----- Data for analysis
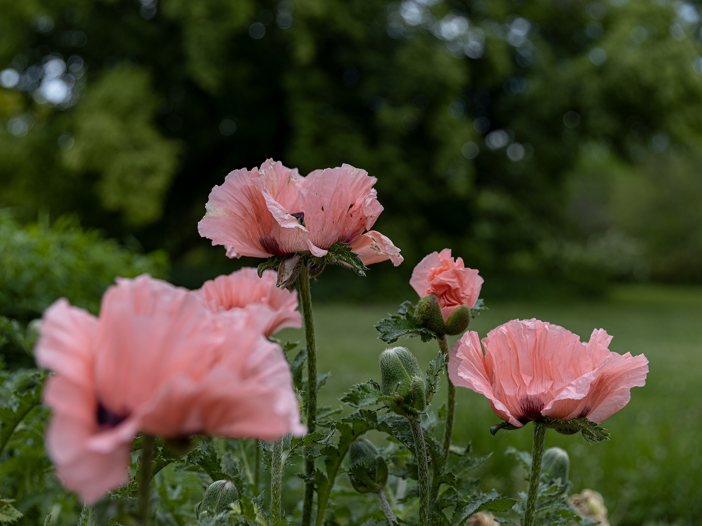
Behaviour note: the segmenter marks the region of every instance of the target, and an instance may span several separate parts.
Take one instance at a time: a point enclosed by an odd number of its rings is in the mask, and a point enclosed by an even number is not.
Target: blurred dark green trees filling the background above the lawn
[[[652,259],[656,239],[685,254],[677,279],[702,277],[687,238],[672,235],[680,222],[640,228],[668,199],[660,181],[628,215],[613,210],[614,193],[572,193],[604,174],[616,195],[633,195],[636,179],[618,174],[673,164],[678,180],[694,177],[702,63],[691,2],[0,0],[0,10],[0,200],[29,214],[79,211],[86,225],[203,265],[223,256],[195,223],[228,171],[266,157],[301,173],[349,162],[378,178],[378,228],[407,259],[380,294],[444,246],[514,277],[512,293],[640,277],[668,264]]]

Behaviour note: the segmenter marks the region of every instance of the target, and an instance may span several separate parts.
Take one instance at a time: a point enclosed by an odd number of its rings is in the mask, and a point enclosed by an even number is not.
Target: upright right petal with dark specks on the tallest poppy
----------
Leaving out the images, repeat the listing above exactly.

Behaviour note: the segmenter marks the region of every instance of the target, and an instance may span several separate parts.
Take one instance at a time: a point enclosed by an odd number of its rings is in the mask, and a point enclosed by an even number is not.
Target: blurred dark green trees filling the background above the lawn
[[[652,259],[656,239],[685,254],[677,279],[702,277],[687,238],[672,235],[680,222],[640,228],[668,199],[660,181],[628,215],[613,210],[614,193],[572,193],[604,174],[616,195],[633,195],[636,179],[618,174],[673,164],[678,180],[694,177],[702,63],[691,2],[0,0],[0,10],[0,200],[29,214],[79,211],[86,225],[203,265],[223,256],[195,223],[228,171],[266,157],[301,173],[349,162],[378,178],[378,228],[407,259],[380,294],[444,246],[514,277],[512,293],[640,277],[668,264]]]

Behaviour note: the segmenter marks the region of every instance of the target, and an instance may span several separate parts.
Take one instance at a time: a point enclosed by an odd number of its rings is in the mask, and a point enclosed by an even number is not.
Target: upright right petal with dark specks on the tallest poppy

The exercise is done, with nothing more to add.